Start of Document text
Alinaq Noyan (died 1289) was a commander of the Il-Khanate and a Commander of Georgia. He was the son-in-law of the Il-Khanid ruler Tekuder. He may have been a son of Tügür Bitigchi, a commander of Hulegu.

Alinaq led a military campaign on his behalf against Tekuder's rival Arghun. Arghun left for Khorasan in the spring to gain the allegiance of minor nobles and emirs. Tekuder on the other hand began to be suspicious of his half-brother Qonqurtai and Arghun's potential alliance. Qonqurtai was accused of conspiracy and was arrested by Tekuder's son-in-law, Alinaq Noyan - the viceroy of Georgia - on 17 January 1284, and was executed the next day. An army contingent was sent to Jazira, from where Gaykhatu and Baydu fled to Khorasan, to Arghun's encampment while several emirs such as Taghachar and Doladai were arrested.
End of Document text
Requirement 1:
According to the passage on Alinaq Noyan, on what date did he arrest Qonqurtai?
Requirement 2:
Rewrite the Alinaq Noyan passage from "Alinaq Noyan (died" down to "Doladai were arrested.", renaming "Arghun" to "Argun" wherever it occurs.
Requirement 3:
Go on with the passage about Alinaq Noyan from the point where it ends.
Start of Data section
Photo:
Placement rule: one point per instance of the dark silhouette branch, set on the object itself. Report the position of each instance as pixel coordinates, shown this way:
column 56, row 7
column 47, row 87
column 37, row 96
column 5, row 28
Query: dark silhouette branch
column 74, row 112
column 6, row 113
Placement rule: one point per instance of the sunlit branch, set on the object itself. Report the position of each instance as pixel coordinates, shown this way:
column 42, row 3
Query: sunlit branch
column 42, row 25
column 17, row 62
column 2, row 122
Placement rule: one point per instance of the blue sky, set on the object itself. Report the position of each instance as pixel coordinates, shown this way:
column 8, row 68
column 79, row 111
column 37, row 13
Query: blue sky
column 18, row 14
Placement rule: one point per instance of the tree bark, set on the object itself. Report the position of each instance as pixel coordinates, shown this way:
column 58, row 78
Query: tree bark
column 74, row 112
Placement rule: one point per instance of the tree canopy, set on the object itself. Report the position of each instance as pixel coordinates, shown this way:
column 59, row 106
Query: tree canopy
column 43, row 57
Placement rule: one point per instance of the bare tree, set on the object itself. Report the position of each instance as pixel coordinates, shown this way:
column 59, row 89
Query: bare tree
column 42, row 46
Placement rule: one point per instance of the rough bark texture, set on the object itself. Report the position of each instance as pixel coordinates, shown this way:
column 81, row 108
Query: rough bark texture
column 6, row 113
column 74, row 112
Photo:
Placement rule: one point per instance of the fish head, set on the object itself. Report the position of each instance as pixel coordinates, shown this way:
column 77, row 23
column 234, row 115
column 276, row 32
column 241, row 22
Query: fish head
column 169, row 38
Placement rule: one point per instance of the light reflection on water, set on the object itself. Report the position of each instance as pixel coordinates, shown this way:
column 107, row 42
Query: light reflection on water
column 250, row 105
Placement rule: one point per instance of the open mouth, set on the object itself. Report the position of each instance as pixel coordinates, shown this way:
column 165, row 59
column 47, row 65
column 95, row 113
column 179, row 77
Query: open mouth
End of Data section
Task output 1:
17 January 1284

Task output 2:
Alinaq Noyan (died 1289) was a commander of the Il-Khanate and a Commander of Georgia. He was the son-in-law of the Il-Khanid ruler Tekuder. He may have been a son of Tügür Bitigchi, a commander of Hulegu.

Alinaq led a military campaign on his behalf against Tekuder's rival Argun. Argun left for Khorasan in the spring to gain the allegiance of minor nobles and emirs. Tekuder on the other hand began to be suspicious of his half-brother Qonqurtai and Argun's potential alliance. Qonqurtai was accused of conspiracy and was arrested by Tekuder's son-in-law, Alinaq Noyan - the viceroy of Georgia - on 17 January 1284, and was executed the next day. An army contingent was sent to Jazira, from where Gaykhatu and Baydu fled to Khorasan, to Argun's encampment while several emirs such as Taghachar and Doladai were arrested.

Task output 3:
Tekuder's next step was to send Alinaq with 15,000 men against Arghun, while he himself followed Alinaq on 26 April with his main army composed of Armenians and Georgians in addition to Mongols stationed in Mughan plain near Bilasuvar. Arghun prevailed against Alinaq in battle on 4 May, south of Qazvin, but nevertheless retreated to his lands in Khorasan. Ala ud-Daula Simnani, future Sufi saint of Kubrawiya order also fought in Arghun's army during this battle. Arghun tried negotiate a truce, which Ahmad, against the advice of his councillors, refused. Another embassy sent by Arghun, this time led by his son Ghazan arrived at Tekuder's camp near Semnan on 31 May. The embassy was a success, as Ahmad accepted a truce on the condition that Arghun send his brother Gaykhatu as a hostage. Arghun agreed to the terms and sent his brother accompanied by two emirs, including Nawruz into the custody of Buqa, then the most senior of Tekuder's commanders, on 13 or 28 June. Buqa in turn handed him over to Ahmad who put Gaykhatu in Tödai Khatun's encampment.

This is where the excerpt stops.